* **Exercise prompt**
Can you reproduce the records from the line with "[locate] milk foam" through the end of the records, request lines included, multiplying every point coordinate in the answers by 2.1 and rounding to whole numbers with halves going up? Keep the sample coordinates in the requests as they are.
◆ ◆ ◆
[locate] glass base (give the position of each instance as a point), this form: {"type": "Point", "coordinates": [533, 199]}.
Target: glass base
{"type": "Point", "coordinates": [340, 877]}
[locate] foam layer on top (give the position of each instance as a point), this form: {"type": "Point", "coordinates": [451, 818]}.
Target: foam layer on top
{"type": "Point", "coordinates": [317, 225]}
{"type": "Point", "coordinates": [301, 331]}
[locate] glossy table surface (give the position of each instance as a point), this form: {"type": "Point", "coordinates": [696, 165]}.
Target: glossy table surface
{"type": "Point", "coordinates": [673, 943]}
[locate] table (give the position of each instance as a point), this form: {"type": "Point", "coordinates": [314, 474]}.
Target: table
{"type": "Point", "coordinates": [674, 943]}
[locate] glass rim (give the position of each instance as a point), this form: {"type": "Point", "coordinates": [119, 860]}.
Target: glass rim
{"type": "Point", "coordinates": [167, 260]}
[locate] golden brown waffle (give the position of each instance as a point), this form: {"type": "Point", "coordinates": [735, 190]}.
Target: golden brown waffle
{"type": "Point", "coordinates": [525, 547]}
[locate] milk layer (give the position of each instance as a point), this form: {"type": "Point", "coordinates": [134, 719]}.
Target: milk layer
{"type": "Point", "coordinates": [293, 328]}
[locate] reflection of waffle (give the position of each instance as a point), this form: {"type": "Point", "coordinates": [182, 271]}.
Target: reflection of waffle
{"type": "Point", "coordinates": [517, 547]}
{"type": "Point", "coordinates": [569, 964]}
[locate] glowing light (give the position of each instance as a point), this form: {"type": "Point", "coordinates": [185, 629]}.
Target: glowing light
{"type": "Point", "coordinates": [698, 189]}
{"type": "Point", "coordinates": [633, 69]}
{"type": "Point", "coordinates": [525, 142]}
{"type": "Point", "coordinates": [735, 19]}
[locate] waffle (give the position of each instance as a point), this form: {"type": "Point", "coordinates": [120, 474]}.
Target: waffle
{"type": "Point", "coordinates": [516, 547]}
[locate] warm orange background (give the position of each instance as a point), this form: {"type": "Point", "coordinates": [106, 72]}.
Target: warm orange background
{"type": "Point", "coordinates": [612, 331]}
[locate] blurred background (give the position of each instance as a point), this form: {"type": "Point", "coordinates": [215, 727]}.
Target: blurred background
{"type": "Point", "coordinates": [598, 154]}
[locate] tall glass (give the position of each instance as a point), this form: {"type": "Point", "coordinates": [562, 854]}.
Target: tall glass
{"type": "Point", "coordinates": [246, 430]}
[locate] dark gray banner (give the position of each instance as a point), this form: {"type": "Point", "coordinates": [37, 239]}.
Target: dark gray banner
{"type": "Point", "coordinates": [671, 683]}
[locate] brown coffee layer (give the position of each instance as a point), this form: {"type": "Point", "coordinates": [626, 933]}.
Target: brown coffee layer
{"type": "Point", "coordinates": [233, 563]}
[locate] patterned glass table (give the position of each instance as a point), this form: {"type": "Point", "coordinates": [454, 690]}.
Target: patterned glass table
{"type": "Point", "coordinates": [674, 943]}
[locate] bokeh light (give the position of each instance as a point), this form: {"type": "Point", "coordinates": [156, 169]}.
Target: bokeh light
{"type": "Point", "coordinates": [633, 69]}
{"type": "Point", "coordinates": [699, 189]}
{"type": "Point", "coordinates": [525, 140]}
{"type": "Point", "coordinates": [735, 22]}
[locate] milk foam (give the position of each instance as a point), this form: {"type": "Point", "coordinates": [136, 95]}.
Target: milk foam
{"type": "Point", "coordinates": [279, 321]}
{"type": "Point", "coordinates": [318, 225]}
◆ ◆ ◆
* **Response below**
[locate] milk foam (give the position of each instance as a point), this form: {"type": "Point", "coordinates": [136, 95]}.
Target: milk foam
{"type": "Point", "coordinates": [586, 674]}
{"type": "Point", "coordinates": [668, 473]}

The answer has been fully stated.